**What is being asked**
Pictures aside, quote the whole listing exactly.
### Material ###
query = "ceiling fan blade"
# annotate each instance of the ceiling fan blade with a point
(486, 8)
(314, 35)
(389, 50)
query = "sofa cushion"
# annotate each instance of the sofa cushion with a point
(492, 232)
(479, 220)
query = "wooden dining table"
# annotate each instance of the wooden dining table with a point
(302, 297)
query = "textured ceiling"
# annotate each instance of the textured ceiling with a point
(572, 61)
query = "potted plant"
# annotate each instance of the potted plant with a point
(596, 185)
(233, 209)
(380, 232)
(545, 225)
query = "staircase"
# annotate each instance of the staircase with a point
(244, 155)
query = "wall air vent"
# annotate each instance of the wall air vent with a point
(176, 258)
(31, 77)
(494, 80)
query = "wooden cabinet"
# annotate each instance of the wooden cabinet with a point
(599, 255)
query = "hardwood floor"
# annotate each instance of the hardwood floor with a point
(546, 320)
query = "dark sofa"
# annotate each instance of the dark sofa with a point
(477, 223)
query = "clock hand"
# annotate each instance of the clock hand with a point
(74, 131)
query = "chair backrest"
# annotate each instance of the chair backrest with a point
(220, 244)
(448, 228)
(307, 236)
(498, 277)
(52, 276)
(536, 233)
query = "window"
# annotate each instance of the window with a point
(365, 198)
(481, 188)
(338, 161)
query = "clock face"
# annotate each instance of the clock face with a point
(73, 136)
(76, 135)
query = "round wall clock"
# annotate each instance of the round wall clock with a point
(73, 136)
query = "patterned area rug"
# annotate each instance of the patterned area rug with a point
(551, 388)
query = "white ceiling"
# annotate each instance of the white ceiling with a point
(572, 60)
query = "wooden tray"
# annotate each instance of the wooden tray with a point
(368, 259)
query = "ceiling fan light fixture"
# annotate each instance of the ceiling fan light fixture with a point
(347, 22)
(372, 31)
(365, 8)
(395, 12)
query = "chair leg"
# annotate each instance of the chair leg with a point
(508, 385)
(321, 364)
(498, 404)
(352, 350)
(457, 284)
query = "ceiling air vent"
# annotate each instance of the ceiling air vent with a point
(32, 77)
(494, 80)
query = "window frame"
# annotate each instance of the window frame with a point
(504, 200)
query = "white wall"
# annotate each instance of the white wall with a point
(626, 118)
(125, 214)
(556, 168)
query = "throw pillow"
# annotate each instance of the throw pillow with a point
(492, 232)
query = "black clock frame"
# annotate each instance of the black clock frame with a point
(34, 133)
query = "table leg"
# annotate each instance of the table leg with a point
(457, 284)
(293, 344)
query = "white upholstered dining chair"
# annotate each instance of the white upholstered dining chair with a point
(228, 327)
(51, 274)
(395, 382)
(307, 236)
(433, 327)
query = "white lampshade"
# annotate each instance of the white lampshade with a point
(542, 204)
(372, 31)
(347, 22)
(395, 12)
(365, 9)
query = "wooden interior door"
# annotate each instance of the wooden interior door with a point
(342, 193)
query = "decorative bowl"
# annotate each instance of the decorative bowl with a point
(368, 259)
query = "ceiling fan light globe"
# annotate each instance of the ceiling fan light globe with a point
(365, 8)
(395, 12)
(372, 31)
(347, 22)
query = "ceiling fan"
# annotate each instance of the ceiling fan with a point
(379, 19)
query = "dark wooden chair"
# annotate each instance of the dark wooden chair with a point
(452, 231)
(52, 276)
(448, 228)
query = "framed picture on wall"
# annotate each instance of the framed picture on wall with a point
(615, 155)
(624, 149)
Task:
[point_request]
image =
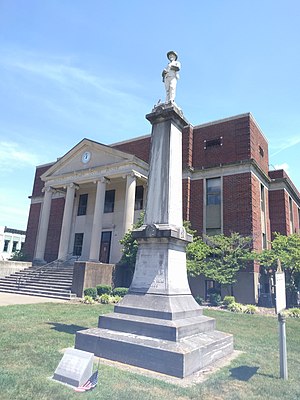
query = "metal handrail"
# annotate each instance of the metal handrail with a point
(39, 270)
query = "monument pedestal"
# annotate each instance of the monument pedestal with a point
(158, 325)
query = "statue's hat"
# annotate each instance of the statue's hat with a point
(172, 52)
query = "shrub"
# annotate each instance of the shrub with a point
(250, 309)
(215, 299)
(92, 292)
(88, 300)
(120, 291)
(199, 300)
(235, 307)
(105, 298)
(115, 299)
(228, 300)
(293, 312)
(103, 289)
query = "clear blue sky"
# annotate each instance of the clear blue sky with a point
(92, 68)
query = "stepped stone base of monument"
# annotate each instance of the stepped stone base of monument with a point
(166, 334)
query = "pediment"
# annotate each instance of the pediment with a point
(87, 155)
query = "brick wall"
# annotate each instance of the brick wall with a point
(296, 217)
(278, 212)
(196, 205)
(256, 213)
(237, 204)
(54, 229)
(186, 192)
(187, 147)
(32, 228)
(235, 141)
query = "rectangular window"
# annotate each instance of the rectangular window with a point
(291, 215)
(213, 143)
(78, 241)
(213, 207)
(139, 197)
(105, 247)
(82, 204)
(264, 241)
(6, 244)
(109, 203)
(263, 215)
(213, 191)
(262, 198)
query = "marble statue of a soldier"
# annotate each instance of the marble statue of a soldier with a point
(170, 76)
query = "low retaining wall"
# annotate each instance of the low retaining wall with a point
(91, 274)
(10, 267)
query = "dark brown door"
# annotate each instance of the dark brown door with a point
(105, 247)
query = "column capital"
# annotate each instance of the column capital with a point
(102, 179)
(132, 174)
(48, 189)
(72, 185)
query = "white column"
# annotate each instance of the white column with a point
(66, 223)
(43, 226)
(129, 202)
(97, 220)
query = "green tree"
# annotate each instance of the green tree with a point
(225, 256)
(287, 250)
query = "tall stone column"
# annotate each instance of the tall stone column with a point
(43, 227)
(129, 202)
(67, 221)
(158, 325)
(97, 220)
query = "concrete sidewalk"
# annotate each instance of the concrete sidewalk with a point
(7, 299)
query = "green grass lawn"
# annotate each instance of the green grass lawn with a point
(32, 337)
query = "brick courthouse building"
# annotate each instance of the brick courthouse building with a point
(83, 203)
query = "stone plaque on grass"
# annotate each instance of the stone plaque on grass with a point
(75, 368)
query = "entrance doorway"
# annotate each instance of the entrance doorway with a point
(105, 247)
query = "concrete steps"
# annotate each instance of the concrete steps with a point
(50, 280)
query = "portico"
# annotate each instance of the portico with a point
(103, 193)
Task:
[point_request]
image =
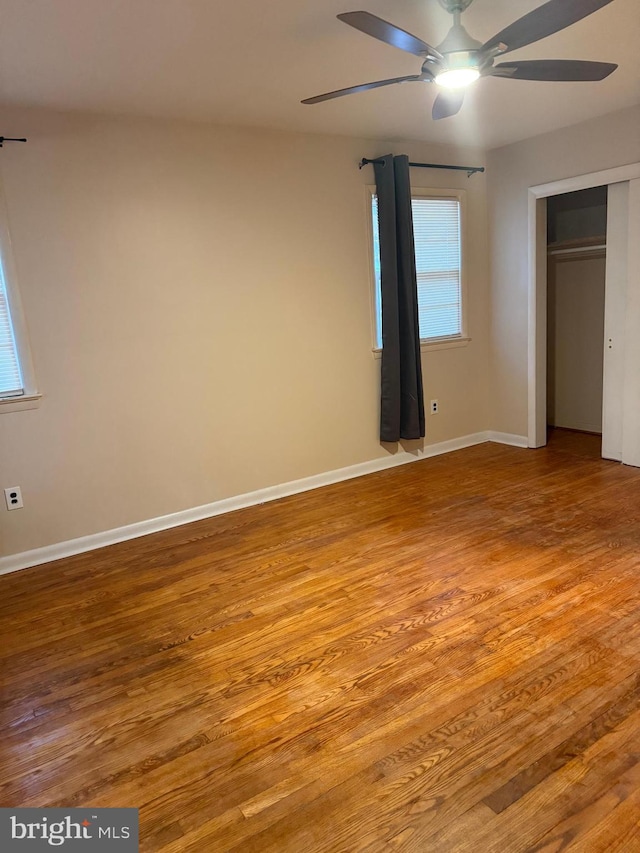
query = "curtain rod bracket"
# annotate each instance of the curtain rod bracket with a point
(4, 139)
(470, 170)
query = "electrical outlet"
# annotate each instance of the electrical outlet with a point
(13, 497)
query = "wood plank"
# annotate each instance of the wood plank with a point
(443, 656)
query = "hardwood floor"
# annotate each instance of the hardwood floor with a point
(439, 657)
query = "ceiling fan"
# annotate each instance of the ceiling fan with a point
(460, 60)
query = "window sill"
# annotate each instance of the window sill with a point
(435, 344)
(19, 404)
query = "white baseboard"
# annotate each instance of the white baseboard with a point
(508, 438)
(47, 554)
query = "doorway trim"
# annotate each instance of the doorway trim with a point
(537, 286)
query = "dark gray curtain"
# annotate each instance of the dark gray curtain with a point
(402, 402)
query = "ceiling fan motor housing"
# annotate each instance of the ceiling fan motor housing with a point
(455, 5)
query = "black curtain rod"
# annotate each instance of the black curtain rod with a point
(470, 170)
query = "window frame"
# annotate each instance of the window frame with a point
(435, 343)
(31, 397)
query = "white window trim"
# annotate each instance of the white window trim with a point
(31, 397)
(426, 344)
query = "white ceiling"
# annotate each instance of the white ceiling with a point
(250, 63)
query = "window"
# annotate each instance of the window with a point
(11, 384)
(17, 386)
(437, 228)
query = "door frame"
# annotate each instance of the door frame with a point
(537, 285)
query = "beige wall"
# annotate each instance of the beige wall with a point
(603, 143)
(198, 301)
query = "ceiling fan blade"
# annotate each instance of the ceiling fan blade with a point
(363, 88)
(556, 70)
(544, 21)
(447, 104)
(388, 33)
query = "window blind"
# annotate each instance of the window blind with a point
(10, 376)
(436, 230)
(436, 227)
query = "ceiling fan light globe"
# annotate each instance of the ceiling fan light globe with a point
(457, 78)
###
**Reply to the exercise**
query = "ceiling fan blade"
# annotate each instance of the ceiling fan blade with a point
(486, 8)
(314, 35)
(389, 50)
query = "sofa cushion"
# annotate each instance of the sofa cushion with a point
(492, 232)
(479, 220)
query = "wooden dining table"
# annotate each instance of the wooden dining table with a point
(302, 297)
query = "textured ceiling"
# annotate each instance of the textured ceiling with a point
(572, 61)
query = "potted plant"
# annotate each instance of the potted plant with a point
(596, 185)
(233, 209)
(380, 232)
(545, 225)
query = "staircase"
# annotate each instance of the staircase with a point
(244, 155)
query = "wall air vent"
# annotate each instance of the wall air vent with a point
(176, 258)
(31, 77)
(494, 80)
query = "wooden cabinet"
# annotate each instance of the wooden cabinet with a point
(599, 255)
query = "hardwood floor"
# annotate each instance of the hardwood floor with a point
(546, 320)
query = "dark sofa"
# annotate each instance of the dark sofa with a point
(477, 223)
query = "clock hand"
# annotate each instance of the clock hand with a point
(74, 131)
query = "chair backrest"
# annotate each instance of the chair backrest with a point
(220, 244)
(448, 228)
(307, 236)
(498, 277)
(52, 276)
(536, 233)
query = "window"
# annotate each instance of the window with a point
(365, 198)
(481, 188)
(338, 161)
query = "clock face"
# annotate each instance of the clock face with a point
(73, 136)
(76, 135)
query = "round wall clock"
# annotate each instance of the round wall clock with a point
(73, 136)
query = "patterned area rug"
# annotate each instance of the patterned area rug with a point
(551, 388)
query = "white ceiling"
# annotate each instance of the white ceiling with a point
(572, 60)
query = "wooden tray"
# annotate each instance of the wooden tray with a point
(368, 259)
query = "ceiling fan light fixture"
# annotate each instance of the ceiling fan light fixture with a point
(347, 22)
(372, 31)
(365, 8)
(395, 12)
query = "chair leg"
# annotate each instance of the chair leg with a point
(508, 385)
(321, 364)
(498, 404)
(352, 350)
(457, 284)
query = "ceiling air vent"
# annotate each instance of the ceiling air vent with a point
(32, 77)
(494, 80)
query = "window frame"
# annotate each instance of the window frame with a point
(504, 200)
query = "white wall"
# annotate each instance of the white wall with a point
(626, 118)
(125, 214)
(556, 168)
query = "throw pillow"
# annotate each instance of the throw pillow with a point
(492, 232)
query = "black clock frame"
# annotate each instance of the black clock frame with a point
(34, 133)
query = "table leg"
# annotate each instance of the table leg with a point
(457, 284)
(293, 344)
query = "white upholstered dining chair"
# annotate each instance of the white upholstered dining chair with a point
(228, 327)
(51, 274)
(395, 382)
(307, 236)
(433, 327)
query = "white lampshade"
# annotate each instance of the white lampshade with a point
(542, 204)
(372, 31)
(347, 22)
(395, 12)
(365, 9)
query = "wooden interior door"
# annotate each instance of the wooden interior door with a point
(342, 193)
query = "decorative bowl"
# annotate each instance of the decorative bowl with a point
(368, 259)
query = "ceiling fan light globe"
# annotate each instance of the ceiling fan light globe with a point
(365, 8)
(395, 12)
(372, 31)
(347, 22)
query = "ceiling fan"
# annotate each instance of the ceiling fan with a point
(379, 19)
query = "dark wooden chair"
# annotate each instance of the dark wooden chair with a point
(452, 231)
(52, 276)
(448, 228)
query = "framed picture on wall"
# annotate each instance of the framed picture on wall with a point
(615, 155)
(624, 149)
Task:
[point_request]
image =
query = "metal handrail"
# annotate each instance of the metal handrail with a point
(39, 270)
query = "monument pedestal"
# annotate each instance of the monument pedestal with a point
(158, 325)
query = "statue's hat"
# annotate each instance of the statue's hat with a point
(172, 52)
query = "shrub"
# annotate each instance of the shrub with a point
(250, 309)
(215, 299)
(92, 292)
(88, 300)
(120, 291)
(199, 300)
(235, 307)
(105, 298)
(115, 299)
(228, 300)
(293, 312)
(103, 289)
query = "clear blue sky"
# annotate each instance of the clear blue sky with a point
(92, 68)
query = "stepped stone base of monument"
# annotate each instance of the stepped stone base of monument with a point
(166, 334)
query = "pediment"
# annotate each instance of the pediment with a point
(87, 155)
query = "brick wall"
# annotate each instance of the brick wall with a point
(296, 217)
(278, 212)
(196, 205)
(256, 213)
(237, 204)
(54, 229)
(186, 192)
(187, 147)
(32, 228)
(235, 141)
query = "rectangular window"
# annotate each instance of the rectangular window with a point
(291, 215)
(213, 143)
(78, 241)
(213, 207)
(139, 197)
(105, 247)
(82, 204)
(264, 241)
(6, 244)
(109, 203)
(263, 215)
(213, 191)
(262, 198)
query = "marble statue of a soldier"
# annotate each instance of the marble statue of a soldier with a point
(170, 76)
query = "low retaining wall"
# annotate each instance of the low retaining wall with a point
(91, 274)
(10, 267)
query = "dark brown door"
# annotate each instance of the dark brown door with a point
(105, 247)
query = "column capital"
# annotate each instance of the column capital with a point
(102, 179)
(132, 174)
(48, 189)
(72, 185)
query = "white column"
# annotate each instance of the white column with a point
(66, 223)
(43, 226)
(129, 202)
(97, 220)
query = "green tree"
# annotate each instance of the green tree with a point
(225, 256)
(287, 250)
query = "tall stone column"
# annotate each instance of the tall stone column with a point
(43, 227)
(129, 202)
(67, 221)
(158, 325)
(97, 220)
query = "concrete sidewalk"
# annotate each instance of the concrete sidewalk with a point
(7, 299)
query = "green grass lawn"
# annotate each instance of the green grass lawn with a point
(32, 337)
query = "brick courthouse building"
# annotate each instance of the brick courthouse building with a point
(83, 203)
query = "stone plaque on grass"
# annotate each instance of the stone plaque on grass with a point
(75, 368)
query = "entrance doorway"
# annotate each instance of the entrance doorway with a point
(105, 247)
query = "concrete steps"
# annotate each instance of the concrete steps with a point
(50, 280)
query = "portico"
# annotate each instance of the portico with a point
(103, 193)
Task:
[point_request]
image =
query = "curtain rod bracket"
# annotate each instance of the curtain rod bracket with a point
(4, 139)
(470, 170)
query = "electrical outlet"
# annotate each instance of the electrical outlet with a point
(13, 497)
query = "wood plank"
# annotate each instance of the wood plank with a point
(443, 656)
query = "hardwood floor"
# annotate each instance of the hardwood floor with a point
(439, 657)
query = "ceiling fan"
# annotate each instance of the ceiling fan with a point
(460, 60)
query = "window sill"
# annotate each instance of the window sill with a point
(435, 344)
(19, 404)
query = "white baseboard"
# annotate each instance of the white baseboard with a point
(508, 438)
(47, 554)
query = "doorway trim"
# annotate each instance of the doorway trim with a point
(537, 286)
query = "dark gray curtain"
# annotate each instance of the dark gray curtain with a point
(402, 402)
query = "ceiling fan motor housing"
# annotate each instance of the ceiling fan motor housing with a point
(455, 5)
query = "black curtain rod"
# annotate each instance of the black curtain rod with a point
(470, 170)
query = "window frame"
# annotate each instance of the window frame with a point
(435, 343)
(31, 397)
query = "white window trim"
# annotate each instance of the white window trim with a point
(31, 397)
(426, 344)
query = "white ceiling"
# annotate each instance of the white ceiling with a point
(250, 63)
query = "window"
# annotate each instance of the window with a point
(11, 384)
(17, 386)
(437, 228)
query = "door frame"
# annotate each instance of the door frame with a point
(537, 285)
query = "beige wall"
# annotate each instance of the beige wall with a point
(603, 143)
(198, 301)
query = "ceiling fan blade"
# annotate each instance of the ceiling fan blade with a point
(363, 88)
(556, 70)
(544, 21)
(447, 104)
(388, 33)
query = "window blind"
# annotate each instance of the window blind with a point
(10, 376)
(436, 230)
(436, 227)
query = "ceiling fan light globe"
# annotate each instance of the ceiling fan light globe with a point
(457, 78)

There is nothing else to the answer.